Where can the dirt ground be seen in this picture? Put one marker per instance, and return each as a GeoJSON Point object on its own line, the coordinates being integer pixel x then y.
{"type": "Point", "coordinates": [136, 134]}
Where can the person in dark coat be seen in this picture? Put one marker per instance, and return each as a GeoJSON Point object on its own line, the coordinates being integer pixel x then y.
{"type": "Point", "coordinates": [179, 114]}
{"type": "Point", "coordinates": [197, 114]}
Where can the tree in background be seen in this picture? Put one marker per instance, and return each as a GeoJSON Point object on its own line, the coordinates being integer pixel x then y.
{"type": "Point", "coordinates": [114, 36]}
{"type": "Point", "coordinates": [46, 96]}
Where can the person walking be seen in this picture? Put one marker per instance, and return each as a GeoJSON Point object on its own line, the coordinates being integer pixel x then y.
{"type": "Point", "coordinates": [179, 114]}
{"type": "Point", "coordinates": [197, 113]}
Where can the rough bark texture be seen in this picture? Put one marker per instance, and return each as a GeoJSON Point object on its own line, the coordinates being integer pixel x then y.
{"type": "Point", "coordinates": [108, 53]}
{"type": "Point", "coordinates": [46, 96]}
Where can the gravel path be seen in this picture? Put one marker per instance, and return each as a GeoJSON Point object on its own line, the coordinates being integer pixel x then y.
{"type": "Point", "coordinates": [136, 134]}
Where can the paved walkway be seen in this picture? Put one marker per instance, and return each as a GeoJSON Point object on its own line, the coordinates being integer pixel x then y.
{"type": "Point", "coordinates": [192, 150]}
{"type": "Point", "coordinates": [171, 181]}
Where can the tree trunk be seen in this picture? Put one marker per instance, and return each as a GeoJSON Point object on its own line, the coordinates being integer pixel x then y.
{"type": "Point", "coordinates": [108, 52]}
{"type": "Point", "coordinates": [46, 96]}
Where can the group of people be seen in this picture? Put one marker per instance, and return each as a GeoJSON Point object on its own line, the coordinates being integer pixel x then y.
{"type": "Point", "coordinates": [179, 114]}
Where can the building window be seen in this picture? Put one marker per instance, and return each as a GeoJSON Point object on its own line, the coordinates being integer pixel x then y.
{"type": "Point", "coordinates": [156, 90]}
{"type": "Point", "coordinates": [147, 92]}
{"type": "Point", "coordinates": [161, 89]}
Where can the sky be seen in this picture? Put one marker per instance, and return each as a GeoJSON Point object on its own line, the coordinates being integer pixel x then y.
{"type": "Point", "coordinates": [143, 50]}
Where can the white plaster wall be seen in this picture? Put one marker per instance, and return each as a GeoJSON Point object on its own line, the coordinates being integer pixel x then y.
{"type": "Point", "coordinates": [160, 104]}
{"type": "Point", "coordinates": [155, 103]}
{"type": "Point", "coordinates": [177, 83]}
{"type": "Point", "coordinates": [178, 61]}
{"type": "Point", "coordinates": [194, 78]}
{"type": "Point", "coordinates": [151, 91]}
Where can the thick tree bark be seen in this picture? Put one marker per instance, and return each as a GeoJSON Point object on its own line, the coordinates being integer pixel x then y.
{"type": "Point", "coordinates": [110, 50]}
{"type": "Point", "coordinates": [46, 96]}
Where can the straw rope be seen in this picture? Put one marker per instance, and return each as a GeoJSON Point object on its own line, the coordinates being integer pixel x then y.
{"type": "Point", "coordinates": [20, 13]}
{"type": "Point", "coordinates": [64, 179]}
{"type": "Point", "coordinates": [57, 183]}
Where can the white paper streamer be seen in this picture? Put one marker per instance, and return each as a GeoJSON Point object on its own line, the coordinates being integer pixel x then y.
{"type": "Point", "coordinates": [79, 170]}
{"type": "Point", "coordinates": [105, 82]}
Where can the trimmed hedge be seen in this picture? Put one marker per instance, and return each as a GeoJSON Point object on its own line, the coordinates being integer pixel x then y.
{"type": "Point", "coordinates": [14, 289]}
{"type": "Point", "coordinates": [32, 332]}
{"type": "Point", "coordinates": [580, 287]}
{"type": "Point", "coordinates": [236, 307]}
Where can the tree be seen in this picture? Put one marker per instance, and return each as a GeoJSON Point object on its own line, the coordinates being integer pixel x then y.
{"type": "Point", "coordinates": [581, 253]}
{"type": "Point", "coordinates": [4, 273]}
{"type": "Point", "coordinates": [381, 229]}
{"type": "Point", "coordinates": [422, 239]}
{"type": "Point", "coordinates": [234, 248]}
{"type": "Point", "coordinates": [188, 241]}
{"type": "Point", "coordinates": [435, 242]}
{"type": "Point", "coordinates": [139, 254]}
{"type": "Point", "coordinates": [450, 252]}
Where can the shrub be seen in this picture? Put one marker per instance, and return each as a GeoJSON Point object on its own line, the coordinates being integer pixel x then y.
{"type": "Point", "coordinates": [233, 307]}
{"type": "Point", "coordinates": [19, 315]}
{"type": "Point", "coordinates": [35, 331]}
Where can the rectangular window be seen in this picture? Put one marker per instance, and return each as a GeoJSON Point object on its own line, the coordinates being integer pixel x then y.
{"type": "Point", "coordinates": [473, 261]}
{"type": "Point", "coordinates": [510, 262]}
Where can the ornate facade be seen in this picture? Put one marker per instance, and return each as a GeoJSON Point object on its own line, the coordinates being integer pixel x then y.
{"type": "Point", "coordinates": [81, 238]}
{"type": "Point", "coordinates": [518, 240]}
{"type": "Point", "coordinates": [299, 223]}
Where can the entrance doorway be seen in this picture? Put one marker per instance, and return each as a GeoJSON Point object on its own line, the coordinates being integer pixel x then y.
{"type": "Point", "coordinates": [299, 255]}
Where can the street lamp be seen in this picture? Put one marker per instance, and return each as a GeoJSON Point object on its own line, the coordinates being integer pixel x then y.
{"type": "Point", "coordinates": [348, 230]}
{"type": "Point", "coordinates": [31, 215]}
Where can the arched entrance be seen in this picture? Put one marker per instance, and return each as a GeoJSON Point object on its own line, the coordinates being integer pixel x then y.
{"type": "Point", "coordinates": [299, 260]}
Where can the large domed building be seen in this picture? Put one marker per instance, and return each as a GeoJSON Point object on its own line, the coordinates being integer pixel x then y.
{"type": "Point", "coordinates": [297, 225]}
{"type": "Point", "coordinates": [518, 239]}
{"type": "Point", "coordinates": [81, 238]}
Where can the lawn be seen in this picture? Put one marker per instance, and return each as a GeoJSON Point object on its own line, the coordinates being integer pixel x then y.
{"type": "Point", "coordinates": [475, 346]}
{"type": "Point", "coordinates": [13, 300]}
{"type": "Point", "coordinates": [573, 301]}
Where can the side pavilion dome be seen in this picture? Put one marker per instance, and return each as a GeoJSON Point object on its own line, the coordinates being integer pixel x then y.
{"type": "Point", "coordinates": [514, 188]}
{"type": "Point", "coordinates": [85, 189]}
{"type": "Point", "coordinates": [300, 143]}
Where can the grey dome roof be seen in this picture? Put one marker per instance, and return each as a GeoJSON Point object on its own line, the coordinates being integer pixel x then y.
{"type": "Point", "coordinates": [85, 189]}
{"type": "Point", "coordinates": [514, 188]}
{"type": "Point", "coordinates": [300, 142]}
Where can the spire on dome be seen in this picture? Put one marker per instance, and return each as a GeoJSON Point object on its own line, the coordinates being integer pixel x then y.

## EXERCISE PROMPT:
Exact copy required. Repeat the material above in full.

## WRITTEN REPLY:
Where can the dirt ground be seen in this picture? Put one marker per instance, and return each as a GeoJSON Point object on its own line, the coordinates being integer pixel x then y.
{"type": "Point", "coordinates": [136, 134]}
Where can the person in dark coat be seen in this picture? Put one marker per instance, and return each as a GeoJSON Point object on its own line, the coordinates being integer pixel x then y.
{"type": "Point", "coordinates": [179, 114]}
{"type": "Point", "coordinates": [197, 114]}
Where can the tree in background be seen in this picture? Put one marker per instance, and return each as a GeoJSON Point object on its own line, the coordinates being integer pixel x then y.
{"type": "Point", "coordinates": [114, 36]}
{"type": "Point", "coordinates": [46, 96]}
Where can the person walking be seen in this picture? Put one marker per instance, and return each as a GeoJSON Point object on its own line, the coordinates being integer pixel x then y.
{"type": "Point", "coordinates": [179, 114]}
{"type": "Point", "coordinates": [197, 113]}
Where can the rough bark texture be seen in this picture? Put one marker per instance, and return each as a GeoJSON Point object on its own line, the coordinates being integer pixel x then y.
{"type": "Point", "coordinates": [108, 53]}
{"type": "Point", "coordinates": [46, 96]}
Where can the gravel path be seen in this picture? Put one marker per instance, and return each as a GeoJSON Point object on its own line, the coordinates being integer pixel x then y.
{"type": "Point", "coordinates": [136, 134]}
Where can the paved walkway be seen in this picture? Put one marker per instance, and return each as a GeoJSON Point object on its own line, the coordinates being integer pixel x then y.
{"type": "Point", "coordinates": [192, 150]}
{"type": "Point", "coordinates": [171, 181]}
Where can the tree trunk be seen in this picture? Put one marker per instance, and return each as a GeoJSON Point object on its own line, the coordinates being integer pixel x then y.
{"type": "Point", "coordinates": [108, 52]}
{"type": "Point", "coordinates": [46, 96]}
Where can the group of people be seen in this picture? Put one marker per instance, and return each as a GeoJSON Point object on its own line, the coordinates being integer pixel x then y.
{"type": "Point", "coordinates": [179, 114]}
Where can the building window be seen in this picture? Put one marker per instance, and return each as a GeoJSON Point object on its own line, the coordinates being integer pixel x then y.
{"type": "Point", "coordinates": [156, 90]}
{"type": "Point", "coordinates": [147, 92]}
{"type": "Point", "coordinates": [161, 89]}
Where can the sky be seen in this picture? Put one marker per instance, and return each as a GeoJSON Point object on its own line, the coordinates being integer pixel x then y.
{"type": "Point", "coordinates": [143, 50]}
Where can the white plaster wall be seen in this picture? Put one marker per instance, and return each as a GeoJSON Point object on its own line, the coordinates being integer pixel x then y.
{"type": "Point", "coordinates": [160, 104]}
{"type": "Point", "coordinates": [155, 103]}
{"type": "Point", "coordinates": [177, 83]}
{"type": "Point", "coordinates": [178, 61]}
{"type": "Point", "coordinates": [194, 78]}
{"type": "Point", "coordinates": [151, 91]}
Where can the thick tree bark be seen in this picture? Put one marker per instance, and return each as a GeoJSON Point object on its own line, the coordinates being integer pixel x then y.
{"type": "Point", "coordinates": [110, 50]}
{"type": "Point", "coordinates": [46, 96]}
Where can the straw rope be seen in this picture? Put one marker per instance, and return each as a GeoJSON Point object on its own line, the coordinates being integer pixel x then y.
{"type": "Point", "coordinates": [20, 13]}
{"type": "Point", "coordinates": [64, 179]}
{"type": "Point", "coordinates": [57, 183]}
Where can the white paper streamer be seen in this picture? Put one marker per instance, and return each as a GeoJSON Point object on its own line, the coordinates being integer pixel x then y.
{"type": "Point", "coordinates": [79, 170]}
{"type": "Point", "coordinates": [105, 82]}
Where can the trimmed hedge be seen in this picture? Put one marker per instance, and return each as a GeoJSON Point object on its own line, the coordinates being integer pixel x then y.
{"type": "Point", "coordinates": [14, 289]}
{"type": "Point", "coordinates": [32, 332]}
{"type": "Point", "coordinates": [580, 287]}
{"type": "Point", "coordinates": [236, 307]}
Where can the tree be seen in this picture? Put one marker per instance, and return each as a GeoJSON Point object on its own line, the coordinates being integer pixel x then y.
{"type": "Point", "coordinates": [581, 253]}
{"type": "Point", "coordinates": [4, 273]}
{"type": "Point", "coordinates": [381, 229]}
{"type": "Point", "coordinates": [422, 239]}
{"type": "Point", "coordinates": [234, 248]}
{"type": "Point", "coordinates": [188, 241]}
{"type": "Point", "coordinates": [435, 242]}
{"type": "Point", "coordinates": [139, 254]}
{"type": "Point", "coordinates": [450, 252]}
Where can the shrub be seen in this picture? Put one marker per instance, and return each as a GeoJSON Point object on its own line, the coordinates being integer pixel x then y.
{"type": "Point", "coordinates": [233, 307]}
{"type": "Point", "coordinates": [19, 315]}
{"type": "Point", "coordinates": [35, 331]}
Where can the rectangular window be seen in this picture? Put one marker per instance, and return each as a GeoJSON Point object on its own line, the coordinates being integer pixel x then y.
{"type": "Point", "coordinates": [473, 261]}
{"type": "Point", "coordinates": [510, 262]}
Where can the ornate facade be seen in this picture? Put one marker per instance, and return each as a GeoJSON Point object on its own line, the coordinates being integer pixel x then y.
{"type": "Point", "coordinates": [81, 238]}
{"type": "Point", "coordinates": [518, 240]}
{"type": "Point", "coordinates": [299, 223]}
Where can the entrance doorway be seen in this picture? Put one marker per instance, and return each as a GeoJSON Point object on its own line, the coordinates being integer pixel x then y.
{"type": "Point", "coordinates": [299, 255]}
Where can the street lamp be seen in this picture? Put one marker per instance, and return each as a GeoJSON Point object on its own line, the coordinates being integer pixel x then y.
{"type": "Point", "coordinates": [348, 230]}
{"type": "Point", "coordinates": [31, 215]}
Where can the arched entrance be seen in this picture? Put one marker per instance, and return each as a GeoJSON Point object on its own line, the coordinates being integer pixel x then y.
{"type": "Point", "coordinates": [299, 260]}
Where can the large domed building be seen in this picture? Put one marker per instance, and return each as a GeoJSON Point object on its own line, the coordinates being integer pixel x then y.
{"type": "Point", "coordinates": [297, 225]}
{"type": "Point", "coordinates": [518, 239]}
{"type": "Point", "coordinates": [81, 238]}
Where can the lawn be seen in this picture? Put one marker per instance, and return each as a GeoJSON Point object on its own line, the coordinates being integer pixel x then y.
{"type": "Point", "coordinates": [475, 346]}
{"type": "Point", "coordinates": [13, 300]}
{"type": "Point", "coordinates": [573, 301]}
Where can the side pavilion dome be seen in this picture? Put one marker per instance, and return each as a GeoJSON Point object on its own line, the coordinates being integer pixel x then y.
{"type": "Point", "coordinates": [514, 188]}
{"type": "Point", "coordinates": [85, 189]}
{"type": "Point", "coordinates": [300, 143]}
Where can the grey dome roof be seen in this picture? Put one marker per instance, and return each as a GeoJSON Point object on its own line, the coordinates being integer pixel x then y.
{"type": "Point", "coordinates": [85, 189]}
{"type": "Point", "coordinates": [514, 188]}
{"type": "Point", "coordinates": [300, 142]}
Where can the spire on dome be seen in this picture? Put one marker per instance, and return each as a GeoJSON Point object on its own line, the coordinates being integer pixel x then y.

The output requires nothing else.